[Object position labeling entries]
/---

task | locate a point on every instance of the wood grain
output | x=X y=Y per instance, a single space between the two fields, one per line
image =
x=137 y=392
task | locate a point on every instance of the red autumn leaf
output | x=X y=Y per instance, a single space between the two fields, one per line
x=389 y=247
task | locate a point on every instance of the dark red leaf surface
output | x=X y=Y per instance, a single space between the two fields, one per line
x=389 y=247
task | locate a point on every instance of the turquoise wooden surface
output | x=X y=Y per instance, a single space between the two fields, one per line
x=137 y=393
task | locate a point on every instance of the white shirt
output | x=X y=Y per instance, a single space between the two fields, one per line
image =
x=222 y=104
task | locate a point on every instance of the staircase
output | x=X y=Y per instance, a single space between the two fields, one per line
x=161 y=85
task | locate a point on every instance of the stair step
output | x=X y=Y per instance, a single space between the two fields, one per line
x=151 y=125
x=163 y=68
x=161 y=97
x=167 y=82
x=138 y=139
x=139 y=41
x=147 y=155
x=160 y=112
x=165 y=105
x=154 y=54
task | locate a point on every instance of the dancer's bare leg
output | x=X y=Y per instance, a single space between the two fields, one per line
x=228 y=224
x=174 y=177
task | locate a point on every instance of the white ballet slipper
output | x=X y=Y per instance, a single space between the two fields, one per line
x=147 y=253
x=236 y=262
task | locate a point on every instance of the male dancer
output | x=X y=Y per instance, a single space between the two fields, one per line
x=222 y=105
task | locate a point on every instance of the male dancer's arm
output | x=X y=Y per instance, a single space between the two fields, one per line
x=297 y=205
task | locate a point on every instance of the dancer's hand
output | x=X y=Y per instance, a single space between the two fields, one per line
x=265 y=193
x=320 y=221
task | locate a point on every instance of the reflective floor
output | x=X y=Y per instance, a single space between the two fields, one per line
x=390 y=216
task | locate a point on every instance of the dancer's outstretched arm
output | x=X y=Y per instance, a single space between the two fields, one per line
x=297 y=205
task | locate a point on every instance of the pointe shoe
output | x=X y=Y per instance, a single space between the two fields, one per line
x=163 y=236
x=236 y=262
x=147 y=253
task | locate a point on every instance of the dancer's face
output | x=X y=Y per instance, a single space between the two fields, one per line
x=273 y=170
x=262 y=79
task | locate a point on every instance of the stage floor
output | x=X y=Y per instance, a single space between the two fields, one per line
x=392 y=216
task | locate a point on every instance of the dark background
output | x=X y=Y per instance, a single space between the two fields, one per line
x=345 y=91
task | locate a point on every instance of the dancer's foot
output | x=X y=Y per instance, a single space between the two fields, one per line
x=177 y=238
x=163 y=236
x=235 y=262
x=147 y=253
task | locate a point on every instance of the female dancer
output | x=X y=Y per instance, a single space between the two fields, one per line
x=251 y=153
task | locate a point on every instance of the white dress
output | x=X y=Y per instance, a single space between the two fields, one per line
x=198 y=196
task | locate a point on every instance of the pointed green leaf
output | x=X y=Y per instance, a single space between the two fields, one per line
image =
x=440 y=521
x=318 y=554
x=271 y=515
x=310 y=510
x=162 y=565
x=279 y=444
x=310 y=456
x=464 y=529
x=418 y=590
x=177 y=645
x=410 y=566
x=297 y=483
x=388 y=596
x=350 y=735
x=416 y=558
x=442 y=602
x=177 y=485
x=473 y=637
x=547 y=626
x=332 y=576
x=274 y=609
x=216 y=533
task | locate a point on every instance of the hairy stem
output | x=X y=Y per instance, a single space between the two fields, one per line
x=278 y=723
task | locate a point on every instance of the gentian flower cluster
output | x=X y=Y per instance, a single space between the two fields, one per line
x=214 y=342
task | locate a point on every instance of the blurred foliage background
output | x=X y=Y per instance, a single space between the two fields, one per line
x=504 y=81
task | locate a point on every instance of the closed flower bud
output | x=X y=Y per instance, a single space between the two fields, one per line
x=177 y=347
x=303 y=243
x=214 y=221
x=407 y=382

\---

- _Problem details_
Copy every line from the one containing "the dancer's foot" through the end of the entries, both ends included, and leave the requests unchanged. Increase each x and y coordinate in the answers by 143.

- _Solution for this exercise_
task | locate a point on every instance of the dancer's foot
output | x=X y=Y per instance, a single space between the two fields, one per line
x=320 y=381
x=306 y=379
x=378 y=405
x=290 y=396
task | locate a point on every instance of the female dancer
output | x=X y=Y per instance, a single space between the two fields, one per line
x=394 y=296
task | locate a point on every instance of the white dress
output | x=X y=Y per instance, a single space between the two fields, one per line
x=341 y=339
task | locate a point on every instance of the pointed green leaf
output | x=X y=Y per instance, a single space between the two fields, one per line
image =
x=583 y=664
x=461 y=697
x=414 y=658
x=453 y=653
x=305 y=708
x=422 y=587
x=453 y=599
x=607 y=672
x=561 y=733
x=320 y=788
x=553 y=709
x=440 y=626
x=531 y=739
x=493 y=878
x=559 y=701
x=585 y=745
x=320 y=628
x=616 y=780
x=690 y=769
x=475 y=719
x=417 y=752
x=359 y=676
task | locate a point on every instance of the hairy stem
output | x=X y=Y per instance, a single space between the two fields, one per line
x=421 y=866
task | locate a point on every instance of the gentian flower cluster
output | x=X y=Y per instance, a single space between the two fields, one per line
x=357 y=485
task | locate a point on every instance of the blurred foliage background
output | x=X y=Y per instance, a single space between the two fields, one per line
x=647 y=224
task | locate a point on every instance of the closed flower bud
output | x=X y=Y per instance, a single space between the two fields, one per line
x=320 y=490
x=446 y=386
x=357 y=364
x=550 y=525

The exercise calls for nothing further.